● **TEXT EXCERPT**
· · · ·

Here's a quote from the article: "In x86 Win32 code, one such opstring would be:
"test, jz, call, test, jz, call, ret, loc, [HeapFree], loc, ret". Using an
algorithm such as MD5, this can be turned into a function digest such as
65E482BF6A2F391D84D243D9E02244D7."
You'll notice that the opstring is much abbreviated from real assembly language
in an attempt to filter out "noise". For instance, it is very unlikely that a
"jz" instruction will jump to the exact same memory address, so it's best to
just ignore the destination address. Generally it is only the first byte of
assembly code that is salient to clone searching.
The idea is to compare function digests between programs to detect plagiarism.
In order to do this you have to decide where funtions begin and end. This is not
always easy, but it is necessary to ensure that the function digests represent
comparable data between exe files. This method not only claims to detect exact
copying, but also code that has been modified with the intent to appear
different!!!

· · · ·

● **GIVEN DATA**
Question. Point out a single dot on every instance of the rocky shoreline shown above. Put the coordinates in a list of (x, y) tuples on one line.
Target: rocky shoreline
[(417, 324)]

· · · ·

● **DIRECTIVES**
1. Answer these questions about the text on function digests:
(a) What algorithm is named for turning an opstring into a function digest?
(b) Which part of a "jz" instruction does the text say is best ignored?
(c) What must be decided before function digests can be compared between programs?
2. Reproduce word for word the part of the text on function digests that opens with the words containing "You'll notice that" and closes with "different!!!".

● **WRITTEN RESPONSES**
1.
(a) MD5.
(b) The destination address.
(c) Where functions begin and end.

2.
You'll notice that the opstring is much abbreviated from real assembly language
in an attempt to filter out "noise". For instance, it is very unlikely that a
"jz" instruction will jump to the exact same memory address, so it's best to
just ignore the destination address. Generally it is only the first byte of
assembly code that is salient to clone searching.
The idea is to compare function digests between programs to detect plagiarism.
In order to do this you have to decide where funtions begin and end. This is not
always easy, but it is necessary to ensure that the function digests represent
comparable data between exe files. This method not only claims to detect exact
copying, but also code that has been modified with the intent to appear
different!!!